§ **TEXTE PRÉSENTÉ**:
Pour les partisans d’un futur Etat palestinien dans le monde, c’est un septembre lumineux. Les reconnaissances se multiplient à l’ONU et touchent maintenant largement l’Occident à l’exclusion notable des USA. Mais…
Avec la Grande Bretagne et la France c’est le G7 qui s’engage et avec le Canada et l’Australie, des pays proches de Washington… On est loin du temps où la Palestine était reconnue uniquement par les pays alors qualifiés de «tiers monde» et des pays du bloc soviétique.
Alors que la France, tout comme le Luxembourg, Malte, Monaco et Andorre ont reconnu, dans la nuit du 22 septembre 2025, lors de la 80ème Assemblée générale de l’ONU, un Etat Palestinien, la presse internationale n’a pas hésité à commenter le sujet. «La France défie Trump», titre le Washington Post alors qu’Israël et les Etats-Unis, avaient montré leur ferme opposition à cette reconnaissance. Le quotidien américain estime toutefois que cette annonce si elle représente un «coup de pouce moral pour les Palestiniens» ne «changera rien sur le terrain».
«Reconnaissance ou non, un Etat Palestinien semble plus lointain que jamais», estime de son côté le New York Times, qui n’hésite pas à rappeler le point de vue des Palestiniens qui, après près de deux ans d’une guerre qui a ravagé l’enclave de Gaza et fait des dizaines de milliers de morts, assurent que la perspective d’une solution à deux Etats semble plus éloignée que jamais.

§ **DONNÉES RECUEILLIES**:

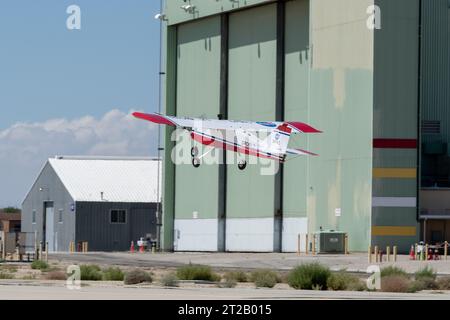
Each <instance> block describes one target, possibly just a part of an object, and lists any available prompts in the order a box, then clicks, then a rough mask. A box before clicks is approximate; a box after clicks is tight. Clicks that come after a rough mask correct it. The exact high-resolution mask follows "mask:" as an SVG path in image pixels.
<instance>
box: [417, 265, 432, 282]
mask: <svg viewBox="0 0 450 320" xmlns="http://www.w3.org/2000/svg"><path fill="white" fill-rule="evenodd" d="M414 278H415V279H416V280H420V279H424V278H425V279H433V280H436V272H434V270H433V268H431V267H430V266H426V267H425V268H422V269H420V270H418V271H417V272H416V273H415V274H414Z"/></svg>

§ **ACTIONS À MENER**:
1. Répondez à ces questions sur le texte consacré à la reconnaissance de l'État palestinien :
(a) Quel pays occidental reste notablement à l'écart des reconnaissances à l'ONU ?
(b) Lors de quelle Assemblée générale de l'ONU la France a-t-elle reconnu un État palestinien ?
(c) Quel quotidien a titré « La France défie Trump » ?
2. Poursuivez le texte sur la reconnaissance de l'État palestinien après sa dernière phrase.

§ **RÉPONSES**:
1.
(a) Les États-Unis.
(b) La 80e Assemblée générale de l'ONU.
(c) Le Washington Post.

2.
C’est en effet le grand fossé. La reconnaissance du droit des Palestiniens à avoir un Etat ne résout rien concrètement sur le terrain.
On s’accroche à une solution à deux Etats qui parait de plus en plus inatteignable.
Netanyahu a été formel il n’y aura pas d’Etat palestinien quoi que vote l’ONU. Tant qu’il sera au pouvoir, lui ou ses alliés politiques, n’en déplaise au Président Macron, le chemin est fermé.
L’opinion israélienne n’y croit plus comme avant, conséquences du 7 Octobre.
Quant aux jeunes Palestiniens, 60 % de la population, l’impact des répressions et colonisations renforcent le courant de ceux qui ne veulent pas d’un Etat juif du tout.
Le Président français a voulu faire un coup à l’ONU. La reconnaissance de la France est certes importante, c’est un pays membre du Conseil de Sécurité et acteur historique dans cette région du monde. Son rôle d’ailleurs a été contesté et son influence est aujourd’hui très réduite.
Il y a aussi un enjeu français de politique intérieure comme en GB. Gaza est devenu en Europe et aux USA un thème de politique intérieure.
La communauté juive critique très vivement le Président français qui a oublié les conditions qu’il avait posé lui-même à cette reconnaissance, notamment le désarmement du Hamas et la libération des otages.
On peut parler de rupture. La communauté arabo musulmane comme la gauche française en Europe a de son côté largement approuvé cette décision, jugée prématurée cependant par une majorité de Français.
Le Hamas s’attribue le succès de ces reconnaissances, l’Autorité palestinienne reste plus réservée comme toujours.
Mais le grand problème reste que reconnu, l’Etat palestinien n’existe toujours pas, divisé entre une autorité fragile et discréditée en Cisjordanie et le Hamas très affaibli à Gaza.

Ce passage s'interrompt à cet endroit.